- WHAT IS NEEDED
Reproduce the entries verbatim, starting at the first line and ending with the line that contains "x=440 y=157", with both of those lines included.
━━━ RECORDS SHOWN
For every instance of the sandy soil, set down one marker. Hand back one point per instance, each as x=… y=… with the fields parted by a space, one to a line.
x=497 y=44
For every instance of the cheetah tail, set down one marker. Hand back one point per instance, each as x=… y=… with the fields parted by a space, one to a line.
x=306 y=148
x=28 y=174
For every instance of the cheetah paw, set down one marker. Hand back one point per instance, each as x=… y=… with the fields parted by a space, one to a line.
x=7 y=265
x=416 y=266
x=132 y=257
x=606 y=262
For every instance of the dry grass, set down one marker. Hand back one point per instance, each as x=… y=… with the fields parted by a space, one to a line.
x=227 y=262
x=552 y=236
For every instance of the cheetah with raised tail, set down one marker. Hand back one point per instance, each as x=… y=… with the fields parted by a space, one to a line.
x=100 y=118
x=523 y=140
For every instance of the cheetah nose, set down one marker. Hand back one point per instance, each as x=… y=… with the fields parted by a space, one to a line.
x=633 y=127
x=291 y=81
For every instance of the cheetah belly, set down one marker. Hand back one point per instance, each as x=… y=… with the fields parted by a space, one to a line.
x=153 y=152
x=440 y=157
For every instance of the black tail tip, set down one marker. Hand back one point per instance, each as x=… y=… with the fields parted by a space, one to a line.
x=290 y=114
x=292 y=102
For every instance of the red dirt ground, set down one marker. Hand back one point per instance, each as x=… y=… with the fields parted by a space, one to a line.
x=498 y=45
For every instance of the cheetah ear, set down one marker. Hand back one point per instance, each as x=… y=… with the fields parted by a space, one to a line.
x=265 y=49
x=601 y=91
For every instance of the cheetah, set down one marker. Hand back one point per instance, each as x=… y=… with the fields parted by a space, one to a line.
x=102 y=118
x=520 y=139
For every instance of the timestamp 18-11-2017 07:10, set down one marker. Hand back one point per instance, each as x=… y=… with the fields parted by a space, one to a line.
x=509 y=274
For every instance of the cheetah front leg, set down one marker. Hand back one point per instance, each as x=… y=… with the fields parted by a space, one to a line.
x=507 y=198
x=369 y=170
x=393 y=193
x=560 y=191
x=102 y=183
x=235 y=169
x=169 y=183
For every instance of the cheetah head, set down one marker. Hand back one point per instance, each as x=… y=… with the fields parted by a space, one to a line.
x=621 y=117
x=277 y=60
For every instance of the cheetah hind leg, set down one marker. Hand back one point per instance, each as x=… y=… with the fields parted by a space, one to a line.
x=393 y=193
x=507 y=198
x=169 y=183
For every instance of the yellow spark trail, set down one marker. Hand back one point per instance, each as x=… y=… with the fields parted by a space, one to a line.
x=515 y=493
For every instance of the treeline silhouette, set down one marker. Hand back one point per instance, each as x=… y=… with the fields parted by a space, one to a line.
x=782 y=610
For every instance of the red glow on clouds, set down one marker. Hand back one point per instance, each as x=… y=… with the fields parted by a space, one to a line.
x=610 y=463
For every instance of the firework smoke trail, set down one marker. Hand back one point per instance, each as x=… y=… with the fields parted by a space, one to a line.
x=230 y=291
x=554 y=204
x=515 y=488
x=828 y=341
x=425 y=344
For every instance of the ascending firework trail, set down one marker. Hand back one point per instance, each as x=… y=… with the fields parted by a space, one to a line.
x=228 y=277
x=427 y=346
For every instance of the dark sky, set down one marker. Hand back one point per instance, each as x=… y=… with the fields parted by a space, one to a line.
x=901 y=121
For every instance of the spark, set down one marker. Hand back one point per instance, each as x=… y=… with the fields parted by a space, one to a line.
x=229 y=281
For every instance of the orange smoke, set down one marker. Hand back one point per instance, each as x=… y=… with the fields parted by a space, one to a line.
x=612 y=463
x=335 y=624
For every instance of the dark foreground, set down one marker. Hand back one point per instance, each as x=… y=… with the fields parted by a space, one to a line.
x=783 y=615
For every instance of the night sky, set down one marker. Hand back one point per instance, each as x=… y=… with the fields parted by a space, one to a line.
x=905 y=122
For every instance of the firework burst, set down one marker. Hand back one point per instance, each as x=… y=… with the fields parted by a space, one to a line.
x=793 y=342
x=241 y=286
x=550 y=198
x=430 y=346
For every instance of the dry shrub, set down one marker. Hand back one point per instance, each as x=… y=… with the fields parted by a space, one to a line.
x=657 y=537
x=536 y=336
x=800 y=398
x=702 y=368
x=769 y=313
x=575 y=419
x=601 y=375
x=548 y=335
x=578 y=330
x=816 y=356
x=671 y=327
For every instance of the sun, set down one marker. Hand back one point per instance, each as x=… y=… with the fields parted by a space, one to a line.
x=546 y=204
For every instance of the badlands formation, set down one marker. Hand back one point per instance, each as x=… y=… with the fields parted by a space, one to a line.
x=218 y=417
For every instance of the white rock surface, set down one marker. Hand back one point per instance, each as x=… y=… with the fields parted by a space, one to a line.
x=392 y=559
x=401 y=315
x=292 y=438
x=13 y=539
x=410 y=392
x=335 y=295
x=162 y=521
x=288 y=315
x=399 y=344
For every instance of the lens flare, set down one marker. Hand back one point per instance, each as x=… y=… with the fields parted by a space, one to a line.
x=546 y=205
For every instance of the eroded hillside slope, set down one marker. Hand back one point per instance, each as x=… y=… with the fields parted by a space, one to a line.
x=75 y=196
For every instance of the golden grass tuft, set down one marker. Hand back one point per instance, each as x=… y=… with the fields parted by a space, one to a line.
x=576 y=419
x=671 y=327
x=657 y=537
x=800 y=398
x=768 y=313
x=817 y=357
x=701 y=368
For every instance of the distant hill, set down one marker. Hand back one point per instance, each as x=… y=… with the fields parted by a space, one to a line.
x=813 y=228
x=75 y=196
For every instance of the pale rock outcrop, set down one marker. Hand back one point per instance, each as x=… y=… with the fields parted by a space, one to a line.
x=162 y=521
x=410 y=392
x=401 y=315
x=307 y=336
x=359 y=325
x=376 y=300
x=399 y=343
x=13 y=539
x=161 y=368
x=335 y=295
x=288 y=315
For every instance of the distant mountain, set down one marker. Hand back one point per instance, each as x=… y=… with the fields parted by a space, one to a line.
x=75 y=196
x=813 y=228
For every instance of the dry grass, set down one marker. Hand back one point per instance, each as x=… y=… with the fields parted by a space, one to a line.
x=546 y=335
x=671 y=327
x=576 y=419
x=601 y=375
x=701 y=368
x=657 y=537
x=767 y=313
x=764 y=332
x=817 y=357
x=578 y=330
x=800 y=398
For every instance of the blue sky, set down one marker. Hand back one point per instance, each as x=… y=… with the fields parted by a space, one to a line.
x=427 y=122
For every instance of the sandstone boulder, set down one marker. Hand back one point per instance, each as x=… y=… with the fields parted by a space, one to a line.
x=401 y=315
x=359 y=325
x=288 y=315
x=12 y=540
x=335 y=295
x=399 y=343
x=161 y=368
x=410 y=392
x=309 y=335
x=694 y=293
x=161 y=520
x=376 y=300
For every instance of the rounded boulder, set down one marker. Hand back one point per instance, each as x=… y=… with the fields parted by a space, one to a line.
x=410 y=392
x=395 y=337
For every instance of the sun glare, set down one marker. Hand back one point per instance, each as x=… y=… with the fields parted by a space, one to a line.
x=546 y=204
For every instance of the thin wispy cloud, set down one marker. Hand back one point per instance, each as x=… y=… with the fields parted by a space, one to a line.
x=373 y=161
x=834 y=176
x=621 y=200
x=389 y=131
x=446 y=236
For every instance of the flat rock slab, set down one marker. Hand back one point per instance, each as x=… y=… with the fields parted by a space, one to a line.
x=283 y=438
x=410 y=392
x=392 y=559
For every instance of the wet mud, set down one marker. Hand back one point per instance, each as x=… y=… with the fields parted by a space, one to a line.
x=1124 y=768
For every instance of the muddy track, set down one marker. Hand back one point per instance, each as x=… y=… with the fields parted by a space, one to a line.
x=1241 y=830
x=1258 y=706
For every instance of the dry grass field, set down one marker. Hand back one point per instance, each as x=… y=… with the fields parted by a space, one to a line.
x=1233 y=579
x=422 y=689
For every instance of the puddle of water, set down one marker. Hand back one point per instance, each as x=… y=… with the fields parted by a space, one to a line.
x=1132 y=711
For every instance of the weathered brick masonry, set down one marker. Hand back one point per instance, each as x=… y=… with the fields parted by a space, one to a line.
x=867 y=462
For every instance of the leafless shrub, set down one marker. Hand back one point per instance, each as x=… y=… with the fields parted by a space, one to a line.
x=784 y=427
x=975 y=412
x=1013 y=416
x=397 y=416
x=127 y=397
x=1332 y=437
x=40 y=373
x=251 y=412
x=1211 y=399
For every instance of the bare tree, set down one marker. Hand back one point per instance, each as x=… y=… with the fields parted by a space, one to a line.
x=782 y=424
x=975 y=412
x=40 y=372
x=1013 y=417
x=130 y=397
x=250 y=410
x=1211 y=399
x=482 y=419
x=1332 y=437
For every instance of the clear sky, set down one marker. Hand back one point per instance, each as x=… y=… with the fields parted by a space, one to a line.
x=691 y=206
━━━━━━
- EXERCISE ANSWER
For every instance of the sandy soil, set down one marker. Hand back one point per instance, each as x=… y=… with the fields parted by a space, one to a line.
x=497 y=44
For every instance of the cheetah tail, set down one marker. Hand back one point per instance, each as x=… y=… with the fields parted by a space, one to a line.
x=306 y=148
x=28 y=174
For every instance of the cheetah paw, set down one marker. Hand back one point per instance, each as x=… y=… with the fields parted by a space, one to a line.
x=7 y=265
x=416 y=266
x=132 y=257
x=606 y=262
For every instance of the dry grass, set down one marker. Hand back one point per instance, each as x=… y=… with the fields parted by a space, one to a line.
x=227 y=262
x=552 y=236
For every instance of the cheetah with raised tail, set down one marker. Hand back one point per instance, each as x=… y=… with the fields parted by a space, one to a line.
x=100 y=118
x=523 y=140
For every instance of the cheetah nose, set down one marker. Hand back one point per instance, each as x=… y=… with the fields parted by a space, one to a line.
x=633 y=127
x=291 y=81
For every instance of the cheetah belly, set down one marker. Hand back one point per instance, each as x=… y=… with the fields parted by a space, one to a line.
x=153 y=152
x=440 y=157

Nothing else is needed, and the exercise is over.